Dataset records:
— BEGIN —
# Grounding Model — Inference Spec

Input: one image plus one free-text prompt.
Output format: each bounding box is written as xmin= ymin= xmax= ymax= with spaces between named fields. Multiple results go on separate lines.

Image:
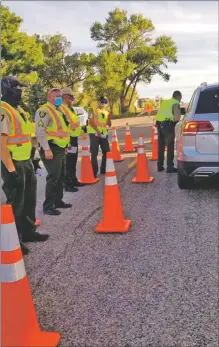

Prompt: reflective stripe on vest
xmin=1 ymin=101 xmax=30 ymax=146
xmin=43 ymin=104 xmax=69 ymax=137
xmin=94 ymin=110 xmax=108 ymax=128
xmin=60 ymin=105 xmax=80 ymax=131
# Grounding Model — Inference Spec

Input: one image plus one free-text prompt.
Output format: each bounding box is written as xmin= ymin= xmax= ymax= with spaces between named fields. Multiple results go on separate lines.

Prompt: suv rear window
xmin=195 ymin=87 xmax=219 ymax=114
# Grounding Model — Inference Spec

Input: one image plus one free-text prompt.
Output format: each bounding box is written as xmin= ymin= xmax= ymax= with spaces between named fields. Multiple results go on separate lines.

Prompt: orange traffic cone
xmin=79 ymin=136 xmax=99 ymax=184
xmin=0 ymin=205 xmax=60 ymax=347
xmin=132 ymin=134 xmax=154 ymax=183
xmin=34 ymin=219 xmax=41 ymax=227
xmin=112 ymin=128 xmax=124 ymax=161
xmin=95 ymin=152 xmax=131 ymax=233
xmin=123 ymin=123 xmax=136 ymax=153
xmin=151 ymin=127 xmax=158 ymax=160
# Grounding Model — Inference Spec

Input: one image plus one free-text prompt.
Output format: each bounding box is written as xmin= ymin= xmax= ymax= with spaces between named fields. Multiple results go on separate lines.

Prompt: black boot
xmin=166 ymin=167 xmax=178 ymax=173
xmin=43 ymin=208 xmax=61 ymax=216
xmin=20 ymin=242 xmax=30 ymax=255
xmin=72 ymin=181 xmax=86 ymax=187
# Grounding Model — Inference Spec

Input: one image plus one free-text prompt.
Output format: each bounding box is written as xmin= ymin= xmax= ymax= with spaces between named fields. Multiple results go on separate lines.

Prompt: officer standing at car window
xmin=1 ymin=76 xmax=49 ymax=254
xmin=87 ymin=96 xmax=111 ymax=178
xmin=35 ymin=88 xmax=72 ymax=216
xmin=156 ymin=90 xmax=182 ymax=173
xmin=60 ymin=88 xmax=87 ymax=191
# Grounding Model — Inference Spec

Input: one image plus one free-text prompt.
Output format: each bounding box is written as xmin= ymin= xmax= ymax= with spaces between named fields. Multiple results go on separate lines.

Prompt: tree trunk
xmin=128 ymin=79 xmax=138 ymax=109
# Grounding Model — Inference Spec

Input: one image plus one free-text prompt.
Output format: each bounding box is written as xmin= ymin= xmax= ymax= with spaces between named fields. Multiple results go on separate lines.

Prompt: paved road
xmin=25 ymin=120 xmax=219 ymax=347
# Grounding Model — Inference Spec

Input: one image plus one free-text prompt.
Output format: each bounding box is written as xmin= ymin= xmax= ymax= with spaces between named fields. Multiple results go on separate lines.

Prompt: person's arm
xmin=173 ymin=104 xmax=181 ymax=123
xmin=35 ymin=108 xmax=53 ymax=159
xmin=89 ymin=112 xmax=101 ymax=136
xmin=107 ymin=112 xmax=112 ymax=127
xmin=1 ymin=110 xmax=16 ymax=172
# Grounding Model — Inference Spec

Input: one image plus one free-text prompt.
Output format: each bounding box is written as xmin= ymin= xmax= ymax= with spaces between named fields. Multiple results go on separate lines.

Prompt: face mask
xmin=55 ymin=96 xmax=63 ymax=106
xmin=2 ymin=88 xmax=22 ymax=107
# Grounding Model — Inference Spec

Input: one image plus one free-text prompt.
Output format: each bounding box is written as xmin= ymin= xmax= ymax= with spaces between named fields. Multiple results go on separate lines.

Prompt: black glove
xmin=9 ymin=171 xmax=21 ymax=188
xmin=82 ymin=125 xmax=87 ymax=134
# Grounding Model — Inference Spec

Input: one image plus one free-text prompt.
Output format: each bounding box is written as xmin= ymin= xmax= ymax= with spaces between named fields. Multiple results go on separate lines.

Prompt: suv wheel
xmin=177 ymin=171 xmax=194 ymax=189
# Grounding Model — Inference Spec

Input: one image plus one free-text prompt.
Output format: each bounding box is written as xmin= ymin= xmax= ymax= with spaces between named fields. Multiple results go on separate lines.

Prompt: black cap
xmin=1 ymin=76 xmax=27 ymax=91
xmin=98 ymin=95 xmax=108 ymax=104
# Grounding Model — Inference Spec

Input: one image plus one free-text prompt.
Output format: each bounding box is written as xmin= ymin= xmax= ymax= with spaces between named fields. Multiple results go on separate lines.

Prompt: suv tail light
xmin=183 ymin=121 xmax=214 ymax=135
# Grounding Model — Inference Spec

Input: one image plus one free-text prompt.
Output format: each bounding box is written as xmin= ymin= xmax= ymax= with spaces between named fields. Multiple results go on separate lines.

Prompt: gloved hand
xmin=9 ymin=171 xmax=21 ymax=188
xmin=82 ymin=125 xmax=87 ymax=134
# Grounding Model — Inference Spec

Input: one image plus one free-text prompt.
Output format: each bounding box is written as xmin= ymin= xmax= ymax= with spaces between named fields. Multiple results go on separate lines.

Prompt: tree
xmin=91 ymin=8 xmax=177 ymax=112
xmin=38 ymin=34 xmax=71 ymax=88
xmin=84 ymin=50 xmax=135 ymax=112
xmin=0 ymin=5 xmax=43 ymax=79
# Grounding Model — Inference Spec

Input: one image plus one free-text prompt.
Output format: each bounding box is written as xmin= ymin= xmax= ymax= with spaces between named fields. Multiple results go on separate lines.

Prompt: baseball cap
xmin=1 ymin=76 xmax=27 ymax=90
xmin=62 ymin=87 xmax=74 ymax=97
xmin=98 ymin=96 xmax=108 ymax=104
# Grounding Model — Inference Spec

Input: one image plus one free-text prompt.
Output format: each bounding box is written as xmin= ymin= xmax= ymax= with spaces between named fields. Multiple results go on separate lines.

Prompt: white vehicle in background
xmin=73 ymin=106 xmax=88 ymax=126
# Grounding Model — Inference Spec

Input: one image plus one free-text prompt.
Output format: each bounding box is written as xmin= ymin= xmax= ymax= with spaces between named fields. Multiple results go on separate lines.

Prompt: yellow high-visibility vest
xmin=39 ymin=103 xmax=70 ymax=148
xmin=156 ymin=98 xmax=179 ymax=122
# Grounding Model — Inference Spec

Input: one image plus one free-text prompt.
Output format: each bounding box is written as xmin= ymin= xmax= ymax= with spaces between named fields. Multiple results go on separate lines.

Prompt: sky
xmin=2 ymin=0 xmax=219 ymax=102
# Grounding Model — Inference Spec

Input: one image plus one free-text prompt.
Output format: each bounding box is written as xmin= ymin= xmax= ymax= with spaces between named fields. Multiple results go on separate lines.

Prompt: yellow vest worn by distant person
xmin=156 ymin=98 xmax=179 ymax=122
xmin=39 ymin=103 xmax=70 ymax=148
xmin=59 ymin=105 xmax=84 ymax=137
xmin=1 ymin=101 xmax=32 ymax=161
xmin=87 ymin=108 xmax=109 ymax=135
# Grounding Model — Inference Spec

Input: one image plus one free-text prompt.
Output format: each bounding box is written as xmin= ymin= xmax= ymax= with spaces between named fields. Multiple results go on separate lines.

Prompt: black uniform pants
xmin=40 ymin=144 xmax=65 ymax=211
xmin=90 ymin=134 xmax=110 ymax=176
xmin=1 ymin=160 xmax=37 ymax=241
xmin=156 ymin=122 xmax=176 ymax=169
xmin=65 ymin=137 xmax=78 ymax=187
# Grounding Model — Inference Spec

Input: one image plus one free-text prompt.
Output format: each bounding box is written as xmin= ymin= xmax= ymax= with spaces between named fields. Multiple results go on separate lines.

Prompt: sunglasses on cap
xmin=63 ymin=94 xmax=74 ymax=99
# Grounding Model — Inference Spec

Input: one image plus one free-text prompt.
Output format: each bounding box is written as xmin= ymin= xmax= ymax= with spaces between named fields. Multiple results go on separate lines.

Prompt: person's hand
xmin=45 ymin=149 xmax=53 ymax=160
xmin=9 ymin=171 xmax=21 ymax=188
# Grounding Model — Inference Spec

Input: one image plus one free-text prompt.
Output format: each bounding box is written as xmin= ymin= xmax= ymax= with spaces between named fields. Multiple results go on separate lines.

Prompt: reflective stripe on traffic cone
xmin=0 ymin=205 xmax=60 ymax=347
xmin=95 ymin=152 xmax=131 ymax=233
xmin=79 ymin=136 xmax=99 ymax=184
xmin=112 ymin=128 xmax=124 ymax=162
xmin=123 ymin=123 xmax=136 ymax=153
xmin=132 ymin=134 xmax=154 ymax=183
xmin=151 ymin=127 xmax=158 ymax=160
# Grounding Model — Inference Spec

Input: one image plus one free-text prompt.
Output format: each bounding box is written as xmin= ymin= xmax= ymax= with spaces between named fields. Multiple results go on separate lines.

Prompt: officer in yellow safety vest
xmin=35 ymin=88 xmax=72 ymax=216
xmin=87 ymin=96 xmax=111 ymax=178
xmin=1 ymin=76 xmax=49 ymax=254
xmin=156 ymin=90 xmax=182 ymax=173
xmin=60 ymin=88 xmax=87 ymax=191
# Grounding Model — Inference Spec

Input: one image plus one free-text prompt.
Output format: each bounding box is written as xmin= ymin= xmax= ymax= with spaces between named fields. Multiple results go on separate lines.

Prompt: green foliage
xmin=91 ymin=8 xmax=177 ymax=112
xmin=84 ymin=50 xmax=135 ymax=112
xmin=1 ymin=5 xmax=177 ymax=116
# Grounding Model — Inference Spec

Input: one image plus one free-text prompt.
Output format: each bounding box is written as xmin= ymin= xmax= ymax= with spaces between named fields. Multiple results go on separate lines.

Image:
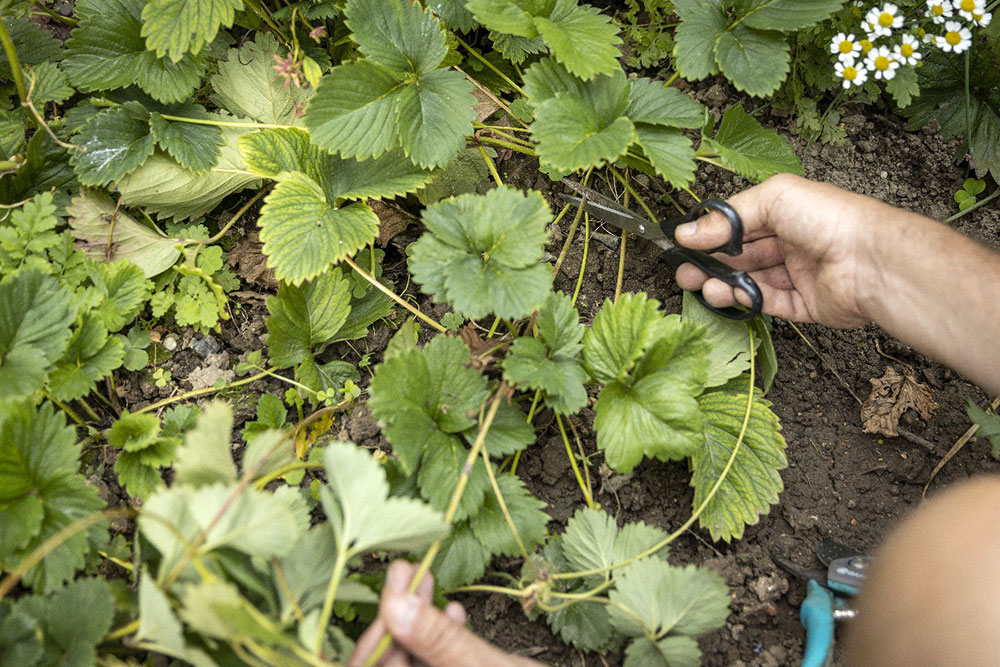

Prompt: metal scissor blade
xmin=559 ymin=193 xmax=673 ymax=250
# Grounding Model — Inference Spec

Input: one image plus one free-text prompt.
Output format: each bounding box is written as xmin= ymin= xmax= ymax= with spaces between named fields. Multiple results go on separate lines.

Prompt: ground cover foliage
xmin=0 ymin=0 xmax=1000 ymax=665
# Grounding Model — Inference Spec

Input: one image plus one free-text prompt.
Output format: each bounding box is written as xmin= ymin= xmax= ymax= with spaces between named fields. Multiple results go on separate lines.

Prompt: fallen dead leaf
xmin=376 ymin=199 xmax=417 ymax=248
xmin=226 ymin=230 xmax=278 ymax=289
xmin=861 ymin=367 xmax=937 ymax=438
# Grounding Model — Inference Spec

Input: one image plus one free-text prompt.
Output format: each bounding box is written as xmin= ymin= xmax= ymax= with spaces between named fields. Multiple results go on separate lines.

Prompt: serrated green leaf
xmin=431 ymin=523 xmax=490 ymax=590
xmin=267 ymin=268 xmax=351 ymax=368
xmin=258 ymin=172 xmax=378 ymax=284
xmin=743 ymin=0 xmax=845 ymax=32
xmin=625 ymin=635 xmax=701 ymax=667
xmin=674 ymin=0 xmax=726 ymax=81
xmin=396 ymin=70 xmax=476 ymax=168
xmin=584 ymin=316 xmax=709 ymax=474
xmin=635 ymin=123 xmax=697 ymax=189
xmin=305 ymin=60 xmax=405 ymax=160
xmin=681 ymin=292 xmax=760 ymax=387
xmin=470 ymin=475 xmax=549 ymax=556
xmin=369 ymin=336 xmax=486 ymax=473
xmin=149 ymin=104 xmax=223 ymax=173
xmin=691 ymin=378 xmax=788 ymax=542
xmin=70 ymin=108 xmax=154 ymax=187
xmin=608 ymin=558 xmax=729 ymax=637
xmin=139 ymin=482 xmax=309 ymax=573
xmin=698 ymin=104 xmax=802 ymax=181
xmin=0 ymin=269 xmax=73 ymax=399
xmin=66 ymin=190 xmax=182 ymax=278
xmin=142 ymin=0 xmax=243 ymax=62
xmin=211 ymin=32 xmax=313 ymax=125
xmin=535 ymin=0 xmax=621 ymax=80
xmin=88 ymin=260 xmax=153 ymax=331
xmin=465 ymin=0 xmax=556 ymax=39
xmin=62 ymin=0 xmax=207 ymax=103
xmin=0 ymin=404 xmax=104 ymax=592
xmin=583 ymin=292 xmax=664 ymax=382
xmin=322 ymin=442 xmax=448 ymax=554
xmin=503 ymin=338 xmax=587 ymax=414
xmin=715 ymin=23 xmax=792 ymax=97
xmin=344 ymin=0 xmax=448 ymax=76
xmin=409 ymin=186 xmax=552 ymax=319
xmin=174 ymin=401 xmax=236 ymax=487
xmin=24 ymin=62 xmax=75 ymax=109
xmin=625 ymin=77 xmax=705 ymax=128
xmin=417 ymin=436 xmax=490 ymax=521
xmin=118 ymin=127 xmax=260 ymax=220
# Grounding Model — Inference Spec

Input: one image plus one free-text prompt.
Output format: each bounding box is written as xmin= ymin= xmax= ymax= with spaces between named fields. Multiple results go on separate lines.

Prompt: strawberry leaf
xmin=691 ymin=378 xmax=788 ymax=542
xmin=369 ymin=336 xmax=486 ymax=473
xmin=142 ymin=0 xmax=243 ymax=62
xmin=698 ymin=104 xmax=802 ymax=181
xmin=0 ymin=402 xmax=104 ymax=592
xmin=409 ymin=186 xmax=552 ymax=319
xmin=258 ymin=172 xmax=378 ymax=284
xmin=62 ymin=0 xmax=207 ymax=103
xmin=267 ymin=268 xmax=351 ymax=368
xmin=321 ymin=442 xmax=448 ymax=555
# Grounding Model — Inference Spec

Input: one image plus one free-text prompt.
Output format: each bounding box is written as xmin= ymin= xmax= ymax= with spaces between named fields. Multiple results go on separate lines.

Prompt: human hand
xmin=347 ymin=560 xmax=538 ymax=667
xmin=675 ymin=174 xmax=894 ymax=328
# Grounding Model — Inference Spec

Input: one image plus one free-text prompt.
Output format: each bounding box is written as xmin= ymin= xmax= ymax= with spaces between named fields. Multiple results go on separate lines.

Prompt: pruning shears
xmin=559 ymin=178 xmax=764 ymax=320
xmin=771 ymin=540 xmax=872 ymax=667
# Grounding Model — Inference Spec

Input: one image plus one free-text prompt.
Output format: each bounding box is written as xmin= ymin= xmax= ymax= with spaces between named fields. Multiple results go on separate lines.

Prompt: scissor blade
xmin=559 ymin=193 xmax=672 ymax=249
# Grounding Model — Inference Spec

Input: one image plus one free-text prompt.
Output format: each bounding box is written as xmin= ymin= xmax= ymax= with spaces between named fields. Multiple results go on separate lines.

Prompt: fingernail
xmin=384 ymin=595 xmax=420 ymax=636
xmin=674 ymin=222 xmax=698 ymax=238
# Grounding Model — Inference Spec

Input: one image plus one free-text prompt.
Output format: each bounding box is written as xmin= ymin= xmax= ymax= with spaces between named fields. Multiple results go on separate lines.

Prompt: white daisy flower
xmin=865 ymin=46 xmax=899 ymax=81
xmin=934 ymin=21 xmax=972 ymax=53
xmin=924 ymin=0 xmax=952 ymax=25
xmin=892 ymin=35 xmax=924 ymax=65
xmin=830 ymin=33 xmax=861 ymax=61
xmin=865 ymin=2 xmax=903 ymax=37
xmin=972 ymin=12 xmax=993 ymax=28
xmin=833 ymin=59 xmax=868 ymax=90
xmin=952 ymin=0 xmax=986 ymax=21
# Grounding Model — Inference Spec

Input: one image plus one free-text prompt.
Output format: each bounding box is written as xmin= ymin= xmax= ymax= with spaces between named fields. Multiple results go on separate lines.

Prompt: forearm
xmin=865 ymin=206 xmax=1000 ymax=395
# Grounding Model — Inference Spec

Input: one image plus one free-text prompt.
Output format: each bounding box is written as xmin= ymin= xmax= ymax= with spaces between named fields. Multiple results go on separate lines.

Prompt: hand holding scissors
xmin=560 ymin=179 xmax=764 ymax=320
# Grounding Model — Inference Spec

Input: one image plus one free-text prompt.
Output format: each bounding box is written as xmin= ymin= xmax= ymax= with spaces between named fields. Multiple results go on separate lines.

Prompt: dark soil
xmin=119 ymin=84 xmax=1000 ymax=666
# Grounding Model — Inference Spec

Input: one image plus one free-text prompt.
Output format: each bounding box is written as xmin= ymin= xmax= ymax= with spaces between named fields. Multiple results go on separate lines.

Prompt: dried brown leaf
xmin=861 ymin=367 xmax=937 ymax=438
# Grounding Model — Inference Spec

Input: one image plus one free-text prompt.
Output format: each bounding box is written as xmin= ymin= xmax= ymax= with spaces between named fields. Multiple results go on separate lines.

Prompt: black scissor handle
xmin=660 ymin=199 xmax=743 ymax=257
xmin=663 ymin=246 xmax=764 ymax=321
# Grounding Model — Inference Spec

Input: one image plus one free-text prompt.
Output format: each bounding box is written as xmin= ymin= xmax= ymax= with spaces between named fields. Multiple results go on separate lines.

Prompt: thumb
xmin=380 ymin=594 xmax=537 ymax=667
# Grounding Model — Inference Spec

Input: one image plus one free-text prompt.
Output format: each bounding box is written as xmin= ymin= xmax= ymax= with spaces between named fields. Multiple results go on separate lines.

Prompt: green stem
xmin=556 ymin=413 xmax=595 ymax=509
xmin=313 ymin=549 xmax=348 ymax=657
xmin=163 ymin=114 xmax=295 ymax=130
xmin=452 ymin=33 xmax=528 ymax=97
xmin=0 ymin=20 xmax=28 ymax=112
xmin=476 ymin=137 xmax=535 ymax=157
xmin=944 ymin=188 xmax=1000 ymax=224
xmin=344 ymin=257 xmax=448 ymax=333
xmin=200 ymin=188 xmax=267 ymax=245
xmin=132 ymin=370 xmax=274 ymax=415
xmin=551 ymin=326 xmax=756 ymax=579
xmin=365 ymin=382 xmax=507 ymax=667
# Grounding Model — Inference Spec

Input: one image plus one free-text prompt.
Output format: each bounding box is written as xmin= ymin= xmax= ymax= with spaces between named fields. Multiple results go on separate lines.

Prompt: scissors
xmin=559 ymin=178 xmax=764 ymax=321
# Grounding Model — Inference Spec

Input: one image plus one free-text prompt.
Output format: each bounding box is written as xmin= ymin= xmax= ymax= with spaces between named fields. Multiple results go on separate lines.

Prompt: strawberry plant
xmin=0 ymin=0 xmax=843 ymax=665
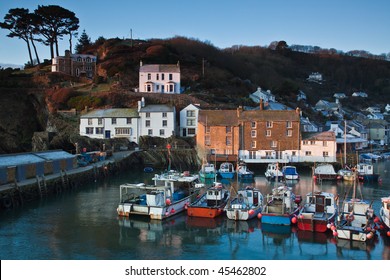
— END —
(Exercise task):
Count how many lines of the listing above contain the word "window", matching case exactly, and reply with only that number.

(Reply):
2